Problems to work on
**A)** In the piece on Noah Baumbach's Greenberg, how are the two uses of "hurt" in the phrase "Hurt people hurt people" to be read? Answer in one to three sentences.
**B)** Pick up the piece on Noah Baumbach's Greenberg after its final sentence and carry it on.

Text for analysis
#####

Also in Slate, Jessica Grose breaks down the types of omega males and calls Greenberg a "liberal arts layabout."
A clever fillip of therapy-speak pops up a couple of times in Greenberg, the new movie by Noah Baumbach: "Hurt people hurt people." (The first hurt is an adjective, the second a verb.) The phrase could also double as an epigraph for the writer-director's entire filmography. No American auteur is more attuned to the art of emotional warfare, and none has more intestinal fortitude for placing neurotic, infuriating, occasionally insufferable characters on-screen and daring us to relate to them. While other directors draw from a more palatable menu of character attributes (charm, charisma, chemistry …), Baumbach makes his cinematic home among the narcissists, misanthropes, and passive-aggressives. Which may leave some viewers wondering: If these are the hard cases whom we give a wide berth in real life, why would we want to spend two hours with them in the close quarters of a movie theater?

#####

[Records from a data collection]
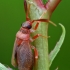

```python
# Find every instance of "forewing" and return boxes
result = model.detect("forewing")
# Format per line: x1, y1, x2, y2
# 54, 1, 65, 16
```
11, 38, 17, 67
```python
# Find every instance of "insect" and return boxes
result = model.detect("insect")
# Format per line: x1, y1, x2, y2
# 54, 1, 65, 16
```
11, 0, 56, 70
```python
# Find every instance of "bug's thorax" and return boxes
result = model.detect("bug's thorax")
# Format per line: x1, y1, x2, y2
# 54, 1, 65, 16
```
16, 27, 30, 40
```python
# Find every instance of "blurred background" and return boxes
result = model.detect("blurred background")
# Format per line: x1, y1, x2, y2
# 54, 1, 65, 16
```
0, 0, 70, 70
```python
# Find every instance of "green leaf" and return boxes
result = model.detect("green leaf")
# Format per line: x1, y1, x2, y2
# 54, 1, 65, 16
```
0, 63, 8, 70
49, 23, 66, 66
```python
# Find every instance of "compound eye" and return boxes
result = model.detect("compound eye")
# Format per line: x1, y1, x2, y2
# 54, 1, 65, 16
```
27, 25, 32, 29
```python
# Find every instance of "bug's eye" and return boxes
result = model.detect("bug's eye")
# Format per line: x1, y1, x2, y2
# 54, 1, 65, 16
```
26, 25, 32, 29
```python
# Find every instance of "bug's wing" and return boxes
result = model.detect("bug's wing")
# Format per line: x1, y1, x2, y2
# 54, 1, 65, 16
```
11, 39, 17, 67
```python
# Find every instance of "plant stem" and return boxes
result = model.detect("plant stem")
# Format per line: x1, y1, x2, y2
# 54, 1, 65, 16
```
27, 0, 61, 70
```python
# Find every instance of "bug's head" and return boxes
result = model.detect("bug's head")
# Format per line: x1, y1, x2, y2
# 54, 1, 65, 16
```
22, 21, 32, 29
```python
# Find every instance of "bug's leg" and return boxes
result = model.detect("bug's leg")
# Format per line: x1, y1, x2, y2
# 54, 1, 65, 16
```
24, 0, 30, 20
31, 46, 38, 60
31, 19, 56, 26
30, 34, 50, 42
32, 34, 50, 41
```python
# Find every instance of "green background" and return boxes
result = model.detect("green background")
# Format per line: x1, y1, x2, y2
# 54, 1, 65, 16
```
0, 0, 70, 70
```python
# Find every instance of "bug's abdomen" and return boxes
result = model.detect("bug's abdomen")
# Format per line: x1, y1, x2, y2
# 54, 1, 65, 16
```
17, 42, 34, 70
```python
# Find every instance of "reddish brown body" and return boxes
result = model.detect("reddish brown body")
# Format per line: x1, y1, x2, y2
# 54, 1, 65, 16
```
12, 25, 34, 70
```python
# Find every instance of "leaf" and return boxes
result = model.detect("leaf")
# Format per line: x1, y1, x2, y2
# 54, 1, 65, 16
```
49, 23, 66, 66
0, 63, 12, 70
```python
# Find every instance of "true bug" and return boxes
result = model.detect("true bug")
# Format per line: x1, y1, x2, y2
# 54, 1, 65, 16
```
12, 0, 55, 70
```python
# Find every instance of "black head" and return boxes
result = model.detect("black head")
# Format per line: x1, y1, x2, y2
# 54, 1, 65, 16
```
22, 21, 32, 29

#####

Responses
**A)** The first "hurt" is an adjective and the second is a verb. The phrase therefore describes hurt people who in turn hurt people.

**B)**
Consider, for example, the petulant misfit Roger Greenberg (Ben Stiller), a 40-year-old carpenter who's taking a post-breakdown sabbatical by housesitting for his wealthy brother in Los Angeles. He's not the most appalling protagonist Baumbach has ever conjured—that honor still belongs to Nicole Kidman's venomous title character in Margot at the Wedding (2007). But Roger does exhibit all the symptoms of an emblematic Baumbach creature: lacking a filter between his thoughts and words, arrogant yet cripplingly insecure, forever aggrieved (Roger writes endless letters of complaint to Starbucks, American Airlines, and other corporate entities that displease him) and forever giving grief. He pursues a listless affair with his brother's personal assistant, the sweetly diffident Florence (Greta Gerwig), and uneasily reconnects with his old friend and former bandmate Ivan (Rhys Ifans); the way Roger both clings to and abuses these two lovely people is a window on his gnarled and vividly Baumbachian inner life. But the filmmaker also tries to locate our empathy for Roger, or even our love—albeit a rueful, against-your-better-judgment love, the kind you feel for the sibling who's a walking DSM-IV or the trainwreck college friend whom you just can't shake.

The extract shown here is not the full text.